* Begin Dataset records *

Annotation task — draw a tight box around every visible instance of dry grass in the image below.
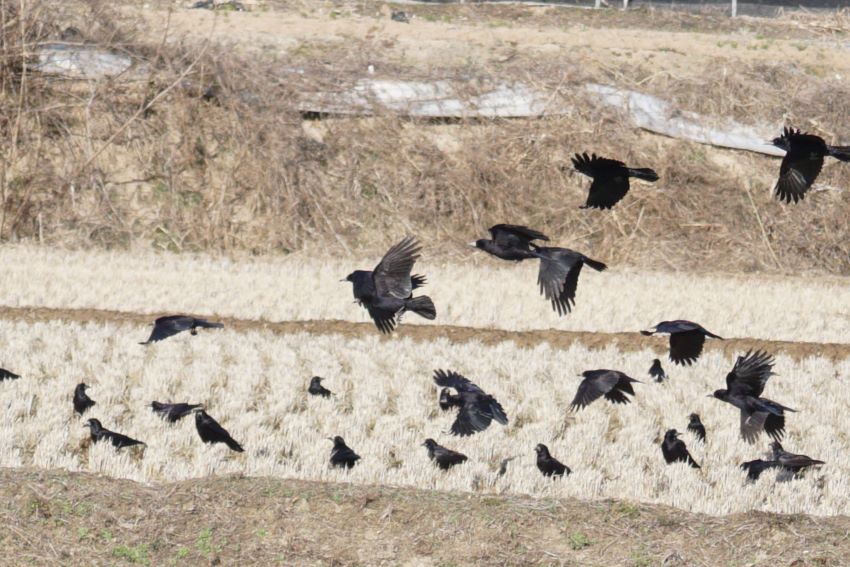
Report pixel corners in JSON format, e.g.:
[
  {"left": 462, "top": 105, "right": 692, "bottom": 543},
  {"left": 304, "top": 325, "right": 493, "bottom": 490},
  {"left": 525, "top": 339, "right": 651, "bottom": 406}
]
[
  {"left": 0, "top": 322, "right": 850, "bottom": 515},
  {"left": 0, "top": 2, "right": 850, "bottom": 273},
  {"left": 0, "top": 246, "right": 850, "bottom": 343}
]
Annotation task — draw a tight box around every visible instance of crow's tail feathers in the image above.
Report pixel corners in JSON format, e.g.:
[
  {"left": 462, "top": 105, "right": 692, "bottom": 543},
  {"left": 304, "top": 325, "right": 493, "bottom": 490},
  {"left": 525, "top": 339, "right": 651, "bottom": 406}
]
[
  {"left": 629, "top": 167, "right": 658, "bottom": 181},
  {"left": 404, "top": 295, "right": 437, "bottom": 321},
  {"left": 584, "top": 257, "right": 608, "bottom": 272},
  {"left": 827, "top": 146, "right": 850, "bottom": 161}
]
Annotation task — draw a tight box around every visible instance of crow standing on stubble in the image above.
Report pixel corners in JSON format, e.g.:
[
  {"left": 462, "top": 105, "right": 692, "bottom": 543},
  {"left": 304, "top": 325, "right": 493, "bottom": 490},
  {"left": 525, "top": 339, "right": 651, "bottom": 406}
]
[
  {"left": 772, "top": 128, "right": 850, "bottom": 203},
  {"left": 83, "top": 418, "right": 144, "bottom": 449},
  {"left": 307, "top": 376, "right": 331, "bottom": 398},
  {"left": 570, "top": 369, "right": 641, "bottom": 411},
  {"left": 708, "top": 350, "right": 796, "bottom": 443},
  {"left": 470, "top": 224, "right": 549, "bottom": 262},
  {"left": 534, "top": 443, "right": 573, "bottom": 476},
  {"left": 572, "top": 152, "right": 658, "bottom": 209},
  {"left": 649, "top": 358, "right": 667, "bottom": 383},
  {"left": 640, "top": 319, "right": 723, "bottom": 366},
  {"left": 434, "top": 370, "right": 508, "bottom": 437},
  {"left": 195, "top": 409, "right": 244, "bottom": 453},
  {"left": 139, "top": 315, "right": 224, "bottom": 345},
  {"left": 661, "top": 429, "right": 700, "bottom": 469},
  {"left": 148, "top": 402, "right": 203, "bottom": 423},
  {"left": 74, "top": 382, "right": 94, "bottom": 415},
  {"left": 688, "top": 413, "right": 705, "bottom": 443},
  {"left": 422, "top": 439, "right": 467, "bottom": 471},
  {"left": 345, "top": 236, "right": 437, "bottom": 334},
  {"left": 328, "top": 435, "right": 360, "bottom": 469}
]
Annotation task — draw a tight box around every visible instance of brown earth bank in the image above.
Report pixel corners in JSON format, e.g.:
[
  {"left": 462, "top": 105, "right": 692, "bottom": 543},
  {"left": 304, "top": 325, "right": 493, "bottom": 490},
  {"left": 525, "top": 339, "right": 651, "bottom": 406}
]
[
  {"left": 0, "top": 307, "right": 850, "bottom": 360},
  {"left": 0, "top": 0, "right": 850, "bottom": 274},
  {"left": 0, "top": 469, "right": 850, "bottom": 567}
]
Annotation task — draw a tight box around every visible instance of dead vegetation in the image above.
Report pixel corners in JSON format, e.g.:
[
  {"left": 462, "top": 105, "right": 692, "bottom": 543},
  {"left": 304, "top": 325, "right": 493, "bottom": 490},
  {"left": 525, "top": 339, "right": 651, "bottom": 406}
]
[{"left": 0, "top": 0, "right": 850, "bottom": 274}]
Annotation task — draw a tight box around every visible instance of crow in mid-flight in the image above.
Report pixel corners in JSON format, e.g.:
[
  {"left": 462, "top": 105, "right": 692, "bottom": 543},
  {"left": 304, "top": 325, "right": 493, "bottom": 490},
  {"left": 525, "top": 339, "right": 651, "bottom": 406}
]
[
  {"left": 83, "top": 418, "right": 144, "bottom": 449},
  {"left": 661, "top": 429, "right": 700, "bottom": 469},
  {"left": 149, "top": 402, "right": 203, "bottom": 423},
  {"left": 709, "top": 350, "right": 796, "bottom": 443},
  {"left": 471, "top": 224, "right": 549, "bottom": 262},
  {"left": 640, "top": 319, "right": 723, "bottom": 366},
  {"left": 345, "top": 236, "right": 437, "bottom": 334},
  {"left": 139, "top": 315, "right": 224, "bottom": 345},
  {"left": 195, "top": 409, "right": 245, "bottom": 453},
  {"left": 572, "top": 152, "right": 658, "bottom": 209},
  {"left": 534, "top": 443, "right": 573, "bottom": 476},
  {"left": 570, "top": 369, "right": 640, "bottom": 411},
  {"left": 434, "top": 370, "right": 508, "bottom": 437},
  {"left": 773, "top": 128, "right": 850, "bottom": 203},
  {"left": 74, "top": 382, "right": 94, "bottom": 415}
]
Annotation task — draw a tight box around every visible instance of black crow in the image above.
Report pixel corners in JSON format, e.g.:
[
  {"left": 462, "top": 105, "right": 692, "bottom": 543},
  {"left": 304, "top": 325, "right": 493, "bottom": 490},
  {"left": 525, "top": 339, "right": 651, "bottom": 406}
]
[
  {"left": 534, "top": 443, "right": 573, "bottom": 476},
  {"left": 570, "top": 369, "right": 641, "bottom": 411},
  {"left": 741, "top": 459, "right": 779, "bottom": 480},
  {"left": 149, "top": 402, "right": 202, "bottom": 423},
  {"left": 83, "top": 418, "right": 144, "bottom": 449},
  {"left": 649, "top": 358, "right": 667, "bottom": 382},
  {"left": 422, "top": 439, "right": 467, "bottom": 470},
  {"left": 572, "top": 152, "right": 658, "bottom": 209},
  {"left": 709, "top": 351, "right": 796, "bottom": 443},
  {"left": 307, "top": 376, "right": 331, "bottom": 398},
  {"left": 195, "top": 409, "right": 245, "bottom": 453},
  {"left": 328, "top": 435, "right": 360, "bottom": 469},
  {"left": 534, "top": 248, "right": 608, "bottom": 315},
  {"left": 688, "top": 413, "right": 705, "bottom": 443},
  {"left": 773, "top": 128, "right": 850, "bottom": 203},
  {"left": 770, "top": 441, "right": 826, "bottom": 475},
  {"left": 440, "top": 388, "right": 463, "bottom": 411},
  {"left": 345, "top": 236, "right": 437, "bottom": 333},
  {"left": 434, "top": 370, "right": 508, "bottom": 437},
  {"left": 661, "top": 429, "right": 700, "bottom": 469},
  {"left": 74, "top": 382, "right": 94, "bottom": 415},
  {"left": 139, "top": 315, "right": 224, "bottom": 345},
  {"left": 0, "top": 368, "right": 21, "bottom": 382},
  {"left": 471, "top": 224, "right": 549, "bottom": 262},
  {"left": 640, "top": 320, "right": 723, "bottom": 366}
]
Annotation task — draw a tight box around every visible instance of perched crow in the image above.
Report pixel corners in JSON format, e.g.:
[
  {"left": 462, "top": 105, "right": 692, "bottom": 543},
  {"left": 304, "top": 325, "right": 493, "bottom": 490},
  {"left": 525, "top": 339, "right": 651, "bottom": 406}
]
[
  {"left": 741, "top": 459, "right": 779, "bottom": 480},
  {"left": 661, "top": 429, "right": 700, "bottom": 469},
  {"left": 534, "top": 248, "right": 608, "bottom": 315},
  {"left": 572, "top": 152, "right": 658, "bottom": 209},
  {"left": 470, "top": 224, "right": 549, "bottom": 262},
  {"left": 434, "top": 370, "right": 508, "bottom": 437},
  {"left": 195, "top": 409, "right": 245, "bottom": 453},
  {"left": 345, "top": 236, "right": 437, "bottom": 333},
  {"left": 773, "top": 128, "right": 850, "bottom": 203},
  {"left": 74, "top": 382, "right": 94, "bottom": 415},
  {"left": 307, "top": 376, "right": 331, "bottom": 398},
  {"left": 534, "top": 443, "right": 573, "bottom": 476},
  {"left": 422, "top": 439, "right": 467, "bottom": 470},
  {"left": 83, "top": 418, "right": 144, "bottom": 449},
  {"left": 640, "top": 320, "right": 723, "bottom": 366},
  {"left": 570, "top": 369, "right": 641, "bottom": 411},
  {"left": 0, "top": 368, "right": 21, "bottom": 382},
  {"left": 328, "top": 435, "right": 360, "bottom": 469},
  {"left": 770, "top": 441, "right": 826, "bottom": 475},
  {"left": 649, "top": 358, "right": 667, "bottom": 382},
  {"left": 709, "top": 351, "right": 796, "bottom": 443},
  {"left": 688, "top": 413, "right": 705, "bottom": 443},
  {"left": 149, "top": 402, "right": 202, "bottom": 423},
  {"left": 139, "top": 315, "right": 224, "bottom": 345},
  {"left": 497, "top": 457, "right": 516, "bottom": 476}
]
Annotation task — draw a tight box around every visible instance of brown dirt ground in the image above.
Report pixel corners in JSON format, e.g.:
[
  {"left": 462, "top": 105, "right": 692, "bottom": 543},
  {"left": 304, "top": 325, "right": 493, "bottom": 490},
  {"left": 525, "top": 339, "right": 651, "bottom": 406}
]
[
  {"left": 0, "top": 307, "right": 850, "bottom": 360},
  {"left": 0, "top": 469, "right": 850, "bottom": 567}
]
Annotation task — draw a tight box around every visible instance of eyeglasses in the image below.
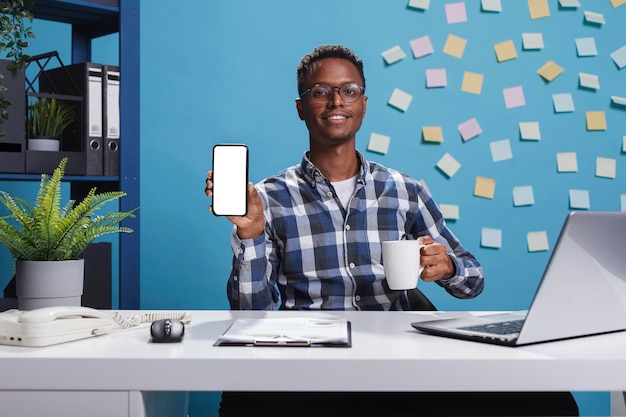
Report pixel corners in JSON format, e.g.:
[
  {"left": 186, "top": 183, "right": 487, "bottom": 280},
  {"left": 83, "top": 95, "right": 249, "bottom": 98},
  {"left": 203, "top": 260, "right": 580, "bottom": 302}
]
[{"left": 300, "top": 83, "right": 365, "bottom": 103}]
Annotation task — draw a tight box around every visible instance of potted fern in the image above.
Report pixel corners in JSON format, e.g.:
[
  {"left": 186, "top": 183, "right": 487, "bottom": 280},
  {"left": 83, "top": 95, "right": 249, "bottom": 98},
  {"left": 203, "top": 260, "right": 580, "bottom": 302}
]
[
  {"left": 0, "top": 158, "right": 137, "bottom": 310},
  {"left": 28, "top": 97, "right": 75, "bottom": 152}
]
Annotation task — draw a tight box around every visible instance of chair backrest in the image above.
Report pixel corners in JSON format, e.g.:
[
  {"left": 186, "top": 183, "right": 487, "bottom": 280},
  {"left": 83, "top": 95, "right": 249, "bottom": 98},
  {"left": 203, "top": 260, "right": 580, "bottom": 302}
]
[{"left": 406, "top": 288, "right": 437, "bottom": 311}]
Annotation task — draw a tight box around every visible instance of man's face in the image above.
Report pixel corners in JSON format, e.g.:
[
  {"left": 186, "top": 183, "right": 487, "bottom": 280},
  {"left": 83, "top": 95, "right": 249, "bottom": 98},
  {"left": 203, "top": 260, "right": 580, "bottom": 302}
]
[{"left": 296, "top": 58, "right": 367, "bottom": 146}]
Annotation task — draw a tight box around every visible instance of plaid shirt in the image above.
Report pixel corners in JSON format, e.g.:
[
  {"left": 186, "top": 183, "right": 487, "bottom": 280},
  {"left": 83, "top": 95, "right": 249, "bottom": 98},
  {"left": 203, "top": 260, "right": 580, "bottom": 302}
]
[{"left": 227, "top": 152, "right": 484, "bottom": 310}]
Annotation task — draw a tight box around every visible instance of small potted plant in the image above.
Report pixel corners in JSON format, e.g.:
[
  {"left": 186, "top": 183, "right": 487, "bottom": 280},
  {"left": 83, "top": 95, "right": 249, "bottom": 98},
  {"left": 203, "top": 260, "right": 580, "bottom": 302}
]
[
  {"left": 28, "top": 97, "right": 74, "bottom": 152},
  {"left": 0, "top": 158, "right": 137, "bottom": 310}
]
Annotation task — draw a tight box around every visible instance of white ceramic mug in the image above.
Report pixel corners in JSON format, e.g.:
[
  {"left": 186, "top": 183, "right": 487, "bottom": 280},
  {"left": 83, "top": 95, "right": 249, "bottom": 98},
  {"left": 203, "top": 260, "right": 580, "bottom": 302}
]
[{"left": 382, "top": 240, "right": 424, "bottom": 290}]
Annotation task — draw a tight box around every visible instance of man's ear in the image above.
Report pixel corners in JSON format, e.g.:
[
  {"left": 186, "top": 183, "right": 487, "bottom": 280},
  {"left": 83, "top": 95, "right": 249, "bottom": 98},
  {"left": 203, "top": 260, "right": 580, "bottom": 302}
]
[{"left": 296, "top": 98, "right": 304, "bottom": 120}]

* End Dataset records *

◆ What is needed
Please copy everything from the line containing "ear in the image above." down to the end of the items, switching "pixel corners" to "corner coordinates" and leaving the rest unchanged.

◆ Written answer
Annotation task — draw a tight box around every visible instance of man's ear in the image above.
Report corner coordinates in JSON format, e.g.:
[
  {"left": 186, "top": 183, "right": 487, "bottom": 280},
  {"left": 83, "top": 95, "right": 249, "bottom": 98},
  {"left": 203, "top": 260, "right": 580, "bottom": 302}
]
[{"left": 296, "top": 98, "right": 304, "bottom": 120}]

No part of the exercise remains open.